* Objective: Please write out the tractor pump post below word for word, starting at "I know this" and ending at "implement to drop.".

I know this an older post but thanks for the details. Do you think this pump


westbay6 said:


> Main Parts List
> 
> Hydraulic Pump Drive Coupler, 708639M91, $70
> Pump Drive Shaft Assembly, 707166M92, $135
> 19 GPM SAE-B 13 spline counter-clockwise rotation Hydraulic Pump, HGP AL13S-B02-220L, $172
> Hydraulic Filter Assembly, 1042326M1, $34
> Various hydraulic fittings, adapters, and hoses
> We recently acquired a 1966 Massey Ferguson 165 tractor for our timber farm. Soon after, we added a MF 236 loader and plumbed it into the auxiliaries. It was immediately apparent that the non-MultiPower 4.4 gpm 3-point lift pump was just too slow to make it useful and manually switching between loader and 3-point use was cumbersome and would cause the implement to drop.
> 
> The loader is set up from the factory to be used with an independent hydraulic pump. There is a 5-ish gallon hydraulic tank in the right frame support and original equipment included a dedicated front mounted hydraulic pump that ran off of the engine crank pulley. Information on how to add this to an MF 165 was spotty online so, after much trial and error, here's how I did it.
> 
> The Perkins diesel in the 165 has a crank pulley with four evenly spaced drilled and tapped ⅜-16 holes. I imagine the other engine options have the same mounting holes as none of the parts manuals showed different crank adapters for different engines. A circular coupler (p/n: 708639M91) attaches to these four holes using rubber bushing inserts and has a left hand threaded hole in the center for a shaft. I bought mine new, including the bushings, for $70 here: (https://www.ebay.com/itm/Hydraulic-...6?pageci=eb2fc3e3-3dc9-46dc-b1ee-c9d93e2a0bb5 ). Four ⅜-16 x 1 ¼" bolts and lock washers mount it to the crank pulley. (see note at end)
> 
> View attachment 63321
> View attachment 63323
> View attachment 63325
> 
> A shaft a little over a foot long (p/n: 707166M92) threads counter clockwise into the crank coupler and extends through a tunnel in the front axle to the pump mount flange. The pump end has 13 recessed splines, one of the SAE B standard options. I got mine for $112+$23 shipping from Yesterday's Tractors (Massey Ferguson 165 Hydraulic Pump Drive Shaft with Coupler - 707166M92)

* Extracted records:
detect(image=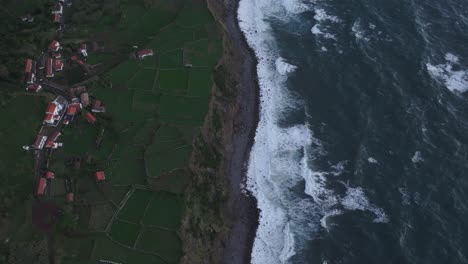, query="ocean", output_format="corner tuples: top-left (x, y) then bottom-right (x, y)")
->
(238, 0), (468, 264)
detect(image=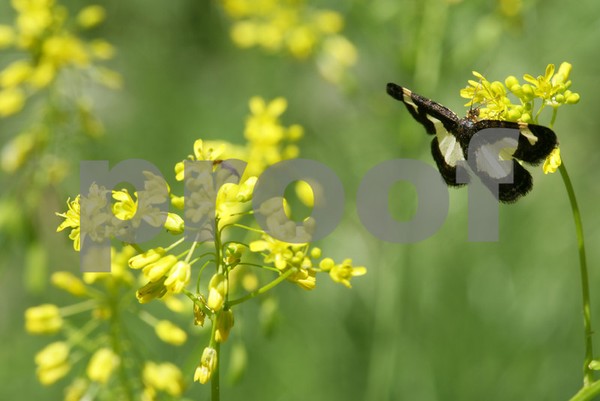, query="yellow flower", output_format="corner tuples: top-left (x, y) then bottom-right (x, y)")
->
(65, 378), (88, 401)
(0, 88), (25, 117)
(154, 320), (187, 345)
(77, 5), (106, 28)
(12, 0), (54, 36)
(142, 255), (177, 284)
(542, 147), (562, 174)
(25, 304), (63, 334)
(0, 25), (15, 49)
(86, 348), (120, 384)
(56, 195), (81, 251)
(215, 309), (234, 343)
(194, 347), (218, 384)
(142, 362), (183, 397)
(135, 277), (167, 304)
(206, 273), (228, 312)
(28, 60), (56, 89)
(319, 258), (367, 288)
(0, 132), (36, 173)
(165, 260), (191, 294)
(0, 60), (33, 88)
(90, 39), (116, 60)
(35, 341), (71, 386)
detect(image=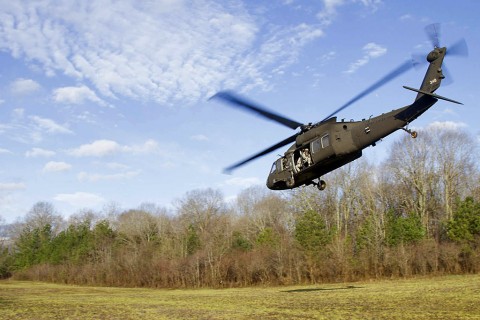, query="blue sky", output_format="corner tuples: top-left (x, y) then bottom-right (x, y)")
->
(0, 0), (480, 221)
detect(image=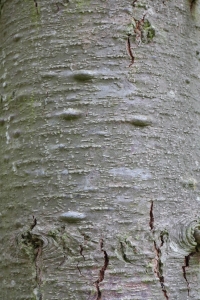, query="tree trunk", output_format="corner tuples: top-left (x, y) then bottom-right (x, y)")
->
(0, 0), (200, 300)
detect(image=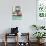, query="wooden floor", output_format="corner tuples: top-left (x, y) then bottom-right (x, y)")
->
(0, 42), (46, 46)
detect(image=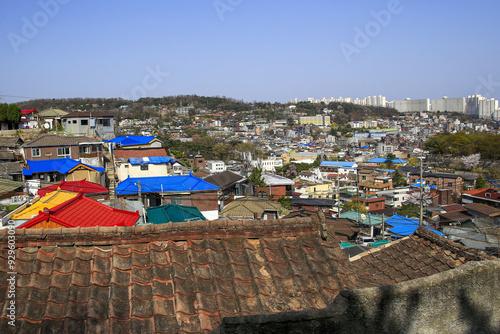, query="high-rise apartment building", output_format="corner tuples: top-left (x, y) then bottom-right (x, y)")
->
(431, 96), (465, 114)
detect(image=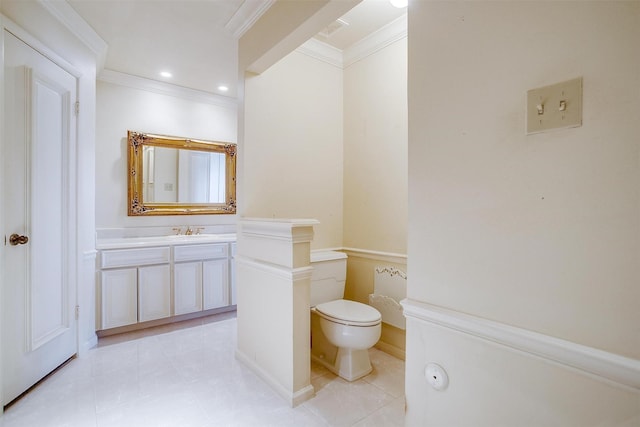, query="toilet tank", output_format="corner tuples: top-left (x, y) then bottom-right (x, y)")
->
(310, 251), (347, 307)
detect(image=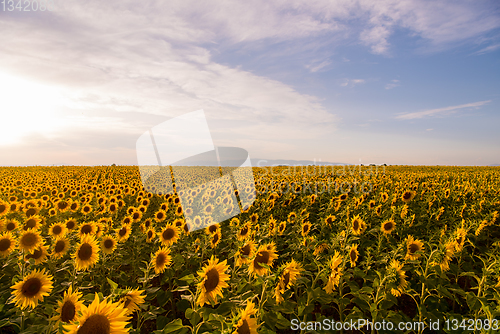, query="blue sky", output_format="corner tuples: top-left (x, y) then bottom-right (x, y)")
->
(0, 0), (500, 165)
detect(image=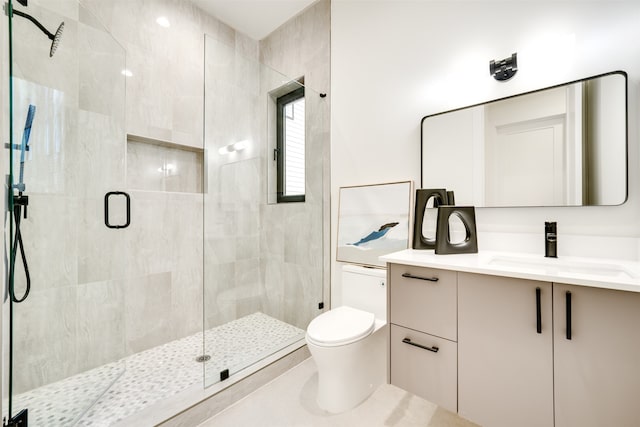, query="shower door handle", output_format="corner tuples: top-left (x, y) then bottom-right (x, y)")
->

* Response to this task:
I know this an older post but thanks for the details. Do you think this pump


westbay6 said:


> Main Parts List
> 
> Hydraulic Pump Drive Coupler, 708639M91, $70
> Pump Drive Shaft Assembly, 707166M92, $135
> 19 GPM SAE-B 13 spline counter-clockwise rotation Hydraulic Pump, HGP AL13S-B02-220L, $172
> Hydraulic Filter Assembly, 1042326M1, $34
> Various hydraulic fittings, adapters, and hoses
> We recently acquired a 1966 Massey Ferguson 165 tractor for our timber farm. Soon after, we added a MF 236 loader and plumbed it into the auxiliaries. It was immediately apparent that the non-MultiPower 4.4 gpm 3-point lift pump was just too slow to make it useful and manually switching between loader and 3-point use was cumbersome and would cause the implement to drop.